## GIVEN ENTRIES
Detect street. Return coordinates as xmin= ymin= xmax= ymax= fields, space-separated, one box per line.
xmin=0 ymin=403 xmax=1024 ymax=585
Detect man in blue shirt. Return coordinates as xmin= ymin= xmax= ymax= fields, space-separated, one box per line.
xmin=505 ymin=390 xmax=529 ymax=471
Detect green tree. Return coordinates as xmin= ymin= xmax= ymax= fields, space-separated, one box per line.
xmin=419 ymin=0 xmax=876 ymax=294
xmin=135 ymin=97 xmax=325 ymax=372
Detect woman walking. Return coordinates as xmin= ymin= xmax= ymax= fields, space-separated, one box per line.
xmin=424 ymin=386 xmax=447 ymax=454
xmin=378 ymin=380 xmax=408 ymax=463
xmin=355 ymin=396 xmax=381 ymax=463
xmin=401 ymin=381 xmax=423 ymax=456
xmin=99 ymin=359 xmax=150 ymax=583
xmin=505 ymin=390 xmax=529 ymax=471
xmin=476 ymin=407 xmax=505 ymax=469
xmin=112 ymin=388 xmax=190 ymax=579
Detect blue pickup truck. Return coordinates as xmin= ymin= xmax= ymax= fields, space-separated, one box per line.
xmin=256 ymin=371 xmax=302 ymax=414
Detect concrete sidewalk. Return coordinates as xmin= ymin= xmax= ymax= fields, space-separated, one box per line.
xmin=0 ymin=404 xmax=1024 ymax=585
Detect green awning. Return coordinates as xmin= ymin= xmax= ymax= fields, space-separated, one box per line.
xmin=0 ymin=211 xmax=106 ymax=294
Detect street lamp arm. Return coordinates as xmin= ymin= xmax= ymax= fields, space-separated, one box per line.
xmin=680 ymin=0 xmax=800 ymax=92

## YOUR INSTRUCTIONS
Transcribe all of the records above line for line, with no changes.

## RESULT OF THIS EXERCISE
Detect street. Return coordinates as xmin= ymin= xmax= ymax= fields, space-separated, one box per line.
xmin=0 ymin=403 xmax=1024 ymax=585
Detect man in blue shirt. Return coordinates as xmin= ymin= xmax= ymax= fields, space-separated, one box per line.
xmin=505 ymin=390 xmax=529 ymax=471
Detect green tree. Return coordinates as xmin= ymin= xmax= ymax= fields, space-separated, one box per line.
xmin=419 ymin=0 xmax=876 ymax=294
xmin=135 ymin=97 xmax=325 ymax=372
Detect woman walking. Return coordinates as xmin= ymin= xmax= ymax= fields, space-separated, one box per line.
xmin=424 ymin=386 xmax=447 ymax=454
xmin=378 ymin=380 xmax=408 ymax=463
xmin=355 ymin=396 xmax=381 ymax=463
xmin=401 ymin=381 xmax=423 ymax=456
xmin=99 ymin=359 xmax=150 ymax=583
xmin=505 ymin=390 xmax=529 ymax=471
xmin=476 ymin=407 xmax=505 ymax=469
xmin=112 ymin=388 xmax=190 ymax=579
Detect blue pickup truck. Return coordinates as xmin= ymin= xmax= ymax= fields, space-separated, one box per line.
xmin=256 ymin=371 xmax=302 ymax=414
Detect concrete sidewalk. Return coordinates as xmin= ymin= xmax= ymax= fields, space-separated, one box per line.
xmin=0 ymin=404 xmax=1024 ymax=585
Detect green awning. Return coordinates as xmin= ymin= xmax= ymax= fields, space-separated, one box per line.
xmin=0 ymin=211 xmax=106 ymax=294
Detect street lamp arm. Return coordinates as xmin= ymin= xmax= ymax= fields, space-separated, one box per line.
xmin=680 ymin=0 xmax=800 ymax=92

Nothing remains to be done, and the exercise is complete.